▶ [Instructions to follow]: In the records that follow, the lines from the one containing "point(477, 136)" to the one containing "point(401, 462)", inclusive, are to be given again exactly.

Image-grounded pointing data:
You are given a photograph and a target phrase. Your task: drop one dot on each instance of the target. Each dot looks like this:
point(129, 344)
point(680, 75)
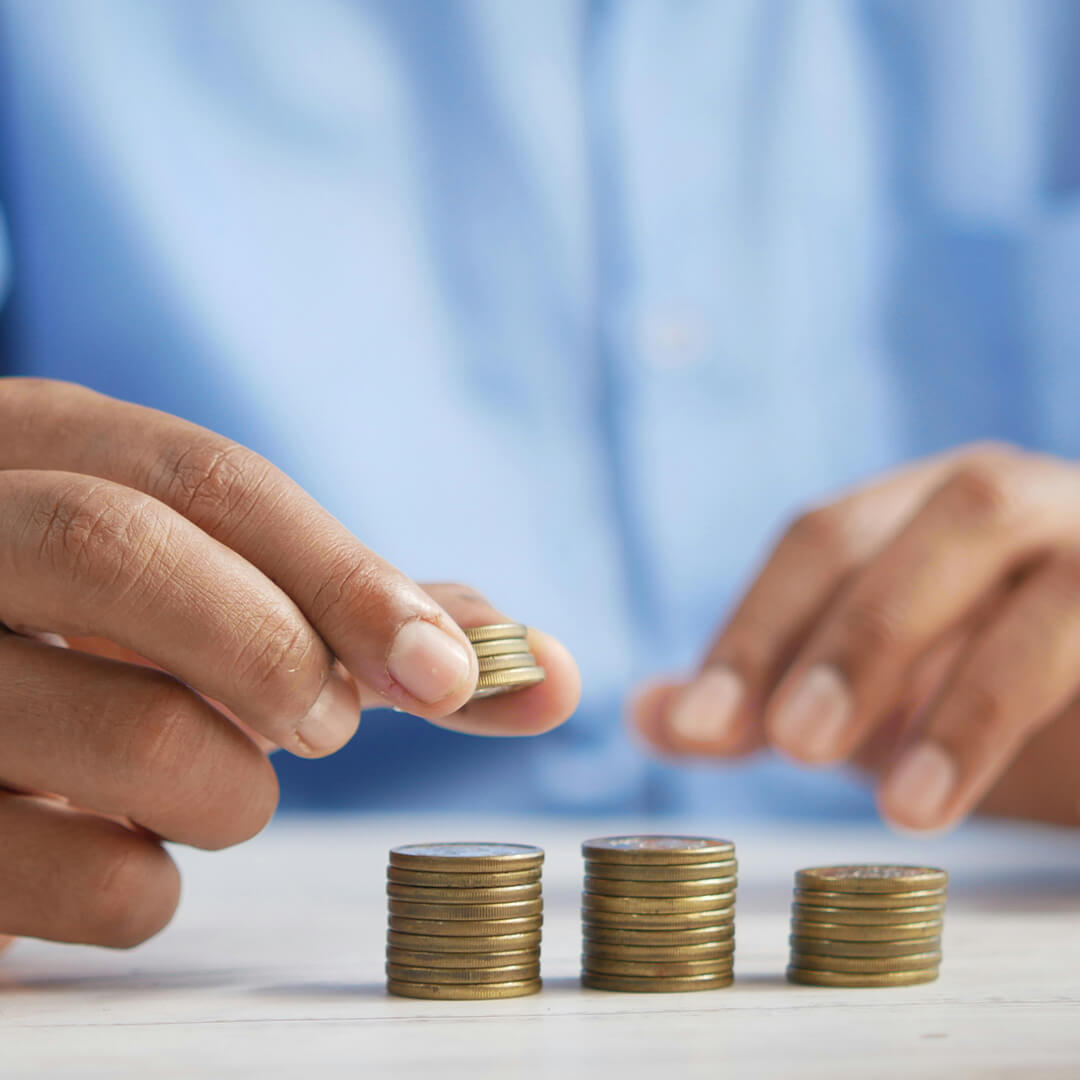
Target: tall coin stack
point(867, 926)
point(464, 920)
point(658, 914)
point(505, 662)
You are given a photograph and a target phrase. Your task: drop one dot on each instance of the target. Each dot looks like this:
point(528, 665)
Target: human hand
point(927, 628)
point(260, 619)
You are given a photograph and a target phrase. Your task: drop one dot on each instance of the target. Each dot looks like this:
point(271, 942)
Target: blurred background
point(576, 301)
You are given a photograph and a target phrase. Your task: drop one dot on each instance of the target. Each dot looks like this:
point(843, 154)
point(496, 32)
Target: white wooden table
point(273, 968)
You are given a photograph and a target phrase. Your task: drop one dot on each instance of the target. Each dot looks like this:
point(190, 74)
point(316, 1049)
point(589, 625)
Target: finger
point(83, 555)
point(129, 742)
point(1013, 678)
point(383, 628)
point(719, 710)
point(69, 876)
point(973, 530)
point(528, 712)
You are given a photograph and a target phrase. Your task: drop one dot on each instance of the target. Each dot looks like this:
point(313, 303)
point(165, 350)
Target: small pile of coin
point(867, 926)
point(505, 662)
point(658, 914)
point(464, 920)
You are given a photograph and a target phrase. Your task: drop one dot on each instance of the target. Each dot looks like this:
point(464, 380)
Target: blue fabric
point(577, 301)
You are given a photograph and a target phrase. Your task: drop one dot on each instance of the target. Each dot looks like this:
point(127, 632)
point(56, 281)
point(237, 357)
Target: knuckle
point(135, 892)
point(217, 484)
point(981, 493)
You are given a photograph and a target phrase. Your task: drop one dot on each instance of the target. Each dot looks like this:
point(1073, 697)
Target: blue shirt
point(608, 291)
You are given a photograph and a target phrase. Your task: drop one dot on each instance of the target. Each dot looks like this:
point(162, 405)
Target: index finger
point(390, 634)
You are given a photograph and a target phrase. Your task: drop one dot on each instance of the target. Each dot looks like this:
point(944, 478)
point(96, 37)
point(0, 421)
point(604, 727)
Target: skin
point(925, 629)
point(173, 608)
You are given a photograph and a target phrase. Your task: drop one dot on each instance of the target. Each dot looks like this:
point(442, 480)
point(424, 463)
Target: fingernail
point(919, 785)
point(333, 718)
point(815, 714)
point(705, 711)
point(427, 662)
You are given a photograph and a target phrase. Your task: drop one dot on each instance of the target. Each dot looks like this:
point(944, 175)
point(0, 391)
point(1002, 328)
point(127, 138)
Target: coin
point(495, 632)
point(449, 976)
point(916, 961)
point(705, 887)
point(462, 960)
point(464, 928)
point(659, 905)
point(504, 662)
point(847, 979)
point(635, 984)
point(660, 954)
point(657, 969)
point(480, 991)
point(513, 909)
point(427, 894)
point(624, 920)
point(868, 917)
point(821, 946)
point(621, 935)
point(869, 900)
point(657, 850)
point(871, 878)
point(500, 647)
point(512, 677)
point(467, 858)
point(474, 944)
point(640, 873)
point(838, 932)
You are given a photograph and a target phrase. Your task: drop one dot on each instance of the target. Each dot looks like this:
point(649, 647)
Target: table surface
point(273, 968)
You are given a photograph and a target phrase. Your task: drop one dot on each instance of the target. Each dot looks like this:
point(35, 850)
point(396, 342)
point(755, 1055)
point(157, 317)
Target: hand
point(926, 626)
point(262, 617)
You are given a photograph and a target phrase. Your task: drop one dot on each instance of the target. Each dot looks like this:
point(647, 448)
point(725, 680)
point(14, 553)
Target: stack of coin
point(658, 914)
point(505, 662)
point(867, 926)
point(464, 920)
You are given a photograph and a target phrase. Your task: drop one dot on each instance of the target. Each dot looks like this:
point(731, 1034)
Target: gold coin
point(500, 647)
point(504, 663)
point(871, 878)
point(865, 966)
point(847, 979)
point(821, 946)
point(621, 920)
point(474, 945)
point(868, 917)
point(869, 900)
point(463, 858)
point(428, 894)
point(514, 909)
point(839, 932)
point(638, 872)
point(660, 954)
point(657, 969)
point(468, 961)
point(478, 991)
point(512, 677)
point(621, 935)
point(451, 976)
point(464, 928)
point(635, 984)
point(495, 632)
point(706, 887)
point(657, 850)
point(659, 905)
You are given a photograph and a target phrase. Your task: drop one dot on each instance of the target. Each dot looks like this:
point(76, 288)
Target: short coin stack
point(658, 914)
point(505, 662)
point(464, 920)
point(867, 926)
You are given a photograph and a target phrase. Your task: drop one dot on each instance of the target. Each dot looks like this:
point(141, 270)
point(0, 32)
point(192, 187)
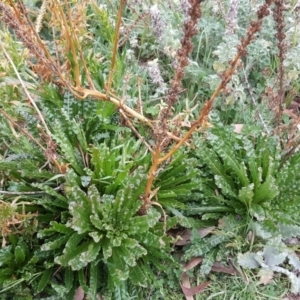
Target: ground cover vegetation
point(149, 149)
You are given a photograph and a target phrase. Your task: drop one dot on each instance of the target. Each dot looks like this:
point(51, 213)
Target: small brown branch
point(254, 102)
point(135, 131)
point(115, 48)
point(226, 77)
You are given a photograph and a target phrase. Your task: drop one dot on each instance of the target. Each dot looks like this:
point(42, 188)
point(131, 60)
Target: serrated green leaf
point(44, 280)
point(68, 278)
point(19, 255)
point(246, 194)
point(94, 282)
point(266, 191)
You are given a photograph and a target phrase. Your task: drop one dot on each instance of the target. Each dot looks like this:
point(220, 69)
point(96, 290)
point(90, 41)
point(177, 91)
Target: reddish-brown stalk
point(255, 26)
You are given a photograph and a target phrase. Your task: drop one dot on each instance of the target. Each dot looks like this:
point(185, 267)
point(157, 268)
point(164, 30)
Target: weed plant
point(140, 139)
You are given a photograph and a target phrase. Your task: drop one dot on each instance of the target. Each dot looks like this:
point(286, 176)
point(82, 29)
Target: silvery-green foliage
point(275, 257)
point(108, 228)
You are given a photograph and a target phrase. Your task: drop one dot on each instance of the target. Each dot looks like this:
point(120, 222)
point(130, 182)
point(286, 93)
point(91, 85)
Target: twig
point(113, 60)
point(135, 131)
point(29, 193)
point(254, 102)
point(25, 89)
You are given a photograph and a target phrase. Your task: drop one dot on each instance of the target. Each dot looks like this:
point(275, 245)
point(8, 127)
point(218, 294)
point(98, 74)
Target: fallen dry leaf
point(186, 234)
point(218, 267)
point(79, 295)
point(185, 284)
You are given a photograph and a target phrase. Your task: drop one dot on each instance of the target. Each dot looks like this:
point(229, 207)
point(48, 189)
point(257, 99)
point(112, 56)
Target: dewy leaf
point(44, 280)
point(246, 194)
point(258, 212)
point(225, 187)
point(266, 191)
point(19, 255)
point(288, 231)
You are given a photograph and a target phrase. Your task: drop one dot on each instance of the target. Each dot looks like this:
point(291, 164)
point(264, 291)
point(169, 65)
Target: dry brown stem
point(201, 121)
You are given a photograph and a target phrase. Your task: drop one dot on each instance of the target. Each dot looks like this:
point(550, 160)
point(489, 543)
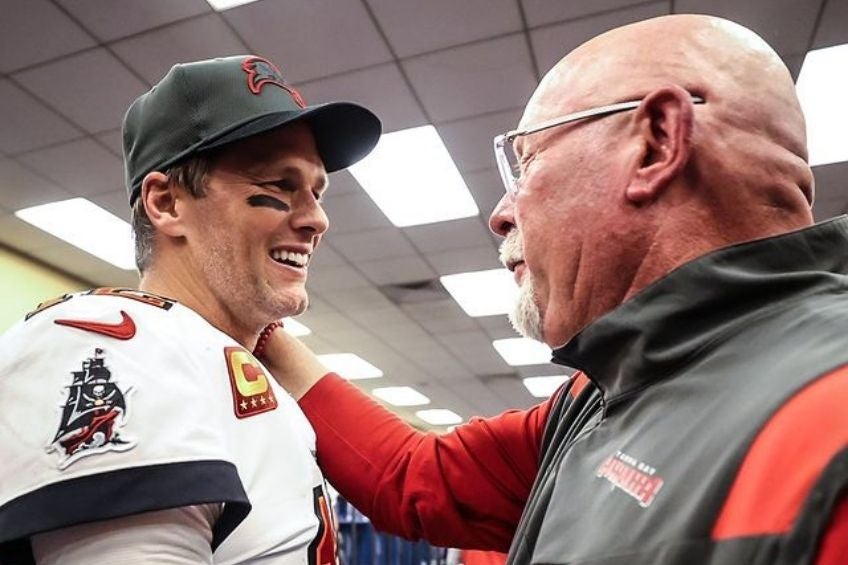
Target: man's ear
point(664, 123)
point(161, 201)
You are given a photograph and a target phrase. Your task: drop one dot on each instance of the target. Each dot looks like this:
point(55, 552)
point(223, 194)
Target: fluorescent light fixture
point(823, 89)
point(522, 351)
point(543, 387)
point(350, 366)
point(400, 396)
point(483, 293)
point(221, 5)
point(439, 416)
point(87, 226)
point(410, 175)
point(295, 328)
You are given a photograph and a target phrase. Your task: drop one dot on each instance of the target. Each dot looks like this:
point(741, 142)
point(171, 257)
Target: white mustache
point(512, 248)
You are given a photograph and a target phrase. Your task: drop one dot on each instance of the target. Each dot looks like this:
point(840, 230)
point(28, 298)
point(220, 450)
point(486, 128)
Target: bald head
point(751, 105)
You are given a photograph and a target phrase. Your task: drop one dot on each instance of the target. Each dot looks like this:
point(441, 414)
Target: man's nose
point(502, 220)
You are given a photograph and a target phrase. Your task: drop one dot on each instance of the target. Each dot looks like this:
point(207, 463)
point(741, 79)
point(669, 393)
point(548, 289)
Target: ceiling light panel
point(87, 226)
point(543, 387)
point(439, 416)
point(221, 5)
point(483, 293)
point(823, 89)
point(522, 351)
point(412, 178)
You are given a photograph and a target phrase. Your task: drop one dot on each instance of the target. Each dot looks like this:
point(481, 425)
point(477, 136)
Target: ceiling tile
point(552, 43)
point(114, 201)
point(380, 89)
point(342, 182)
point(512, 392)
point(373, 244)
point(469, 141)
point(112, 140)
point(414, 27)
point(82, 167)
point(285, 32)
point(95, 92)
point(153, 54)
point(379, 316)
point(441, 316)
point(541, 12)
point(456, 234)
point(397, 270)
point(352, 212)
point(831, 198)
point(20, 235)
point(482, 400)
point(335, 278)
point(466, 81)
point(21, 188)
point(32, 31)
point(832, 29)
point(111, 19)
point(475, 349)
point(787, 25)
point(487, 189)
point(355, 299)
point(27, 124)
point(463, 260)
point(498, 327)
point(75, 261)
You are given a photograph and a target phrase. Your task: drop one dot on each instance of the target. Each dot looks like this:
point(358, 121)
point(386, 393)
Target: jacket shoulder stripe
point(785, 460)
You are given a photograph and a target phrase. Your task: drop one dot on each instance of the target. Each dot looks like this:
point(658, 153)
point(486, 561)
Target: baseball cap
point(206, 104)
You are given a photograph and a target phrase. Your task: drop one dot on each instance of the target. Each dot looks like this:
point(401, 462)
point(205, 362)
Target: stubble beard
point(242, 292)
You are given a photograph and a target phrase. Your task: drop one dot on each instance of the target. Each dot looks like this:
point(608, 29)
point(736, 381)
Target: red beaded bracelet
point(263, 338)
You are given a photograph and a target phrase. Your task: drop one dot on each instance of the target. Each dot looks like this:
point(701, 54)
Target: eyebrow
point(293, 171)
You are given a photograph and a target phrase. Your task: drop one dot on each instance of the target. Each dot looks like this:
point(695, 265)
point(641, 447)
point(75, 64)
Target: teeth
point(281, 255)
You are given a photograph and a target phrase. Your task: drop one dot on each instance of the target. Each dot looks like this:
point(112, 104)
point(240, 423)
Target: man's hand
point(291, 363)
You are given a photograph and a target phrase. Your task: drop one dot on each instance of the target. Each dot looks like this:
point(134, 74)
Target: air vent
point(427, 290)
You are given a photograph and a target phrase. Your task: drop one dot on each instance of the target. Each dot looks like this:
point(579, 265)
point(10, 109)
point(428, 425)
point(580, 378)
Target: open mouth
point(290, 258)
point(513, 264)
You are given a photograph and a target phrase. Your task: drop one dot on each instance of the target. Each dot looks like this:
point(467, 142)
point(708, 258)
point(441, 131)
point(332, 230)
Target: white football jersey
point(115, 402)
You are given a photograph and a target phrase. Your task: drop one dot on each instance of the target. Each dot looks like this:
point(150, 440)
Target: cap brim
point(344, 132)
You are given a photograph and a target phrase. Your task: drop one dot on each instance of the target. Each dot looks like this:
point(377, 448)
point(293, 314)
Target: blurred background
point(445, 76)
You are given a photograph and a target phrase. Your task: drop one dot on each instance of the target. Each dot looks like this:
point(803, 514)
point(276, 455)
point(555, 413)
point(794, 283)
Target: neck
point(174, 282)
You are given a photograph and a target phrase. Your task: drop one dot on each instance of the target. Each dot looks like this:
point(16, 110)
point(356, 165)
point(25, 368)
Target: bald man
point(657, 219)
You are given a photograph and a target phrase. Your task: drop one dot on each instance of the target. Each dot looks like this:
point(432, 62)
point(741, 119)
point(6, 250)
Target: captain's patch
point(93, 415)
point(252, 393)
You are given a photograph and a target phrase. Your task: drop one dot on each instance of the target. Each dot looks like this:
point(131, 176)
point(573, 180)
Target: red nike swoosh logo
point(125, 329)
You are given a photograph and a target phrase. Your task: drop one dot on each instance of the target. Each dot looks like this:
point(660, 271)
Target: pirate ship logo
point(93, 414)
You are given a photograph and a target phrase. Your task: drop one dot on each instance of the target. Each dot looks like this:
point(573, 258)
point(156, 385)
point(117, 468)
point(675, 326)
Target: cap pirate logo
point(261, 72)
point(94, 412)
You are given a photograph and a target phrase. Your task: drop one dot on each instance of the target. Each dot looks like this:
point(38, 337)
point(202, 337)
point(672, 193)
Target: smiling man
point(138, 427)
point(658, 218)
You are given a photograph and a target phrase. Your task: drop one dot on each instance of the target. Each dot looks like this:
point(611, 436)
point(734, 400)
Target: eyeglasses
point(507, 159)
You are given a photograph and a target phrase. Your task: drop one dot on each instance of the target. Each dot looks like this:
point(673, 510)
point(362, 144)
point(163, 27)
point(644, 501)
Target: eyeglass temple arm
point(603, 110)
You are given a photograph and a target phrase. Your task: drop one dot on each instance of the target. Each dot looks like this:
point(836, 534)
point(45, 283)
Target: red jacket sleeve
point(465, 489)
point(834, 546)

▶ [Solution to the exercise]:
point(477, 136)
Target: ceiling tile
point(552, 43)
point(114, 201)
point(380, 89)
point(342, 182)
point(512, 392)
point(373, 244)
point(469, 141)
point(112, 140)
point(414, 27)
point(82, 167)
point(285, 32)
point(95, 92)
point(153, 54)
point(379, 316)
point(441, 316)
point(541, 12)
point(456, 234)
point(397, 270)
point(352, 212)
point(831, 198)
point(20, 235)
point(482, 400)
point(335, 278)
point(466, 81)
point(21, 188)
point(32, 31)
point(832, 29)
point(111, 19)
point(475, 349)
point(787, 25)
point(487, 189)
point(355, 299)
point(27, 124)
point(463, 260)
point(498, 327)
point(75, 261)
You are given a photograph and a target phrase. Your task: drop one dot on each instance of the target. Each dot looks like this:
point(358, 121)
point(386, 393)
Target: jacket shoulder stripe
point(785, 460)
You are given a photograph and a target phrase. Your task: drop one dot on each instance of the target. Each dot looks like this:
point(658, 153)
point(486, 561)
Target: baseball cap
point(206, 104)
You are given a photograph and a target phrase. Your task: drop one dot on each instance of the target. Each dot looks like this:
point(401, 462)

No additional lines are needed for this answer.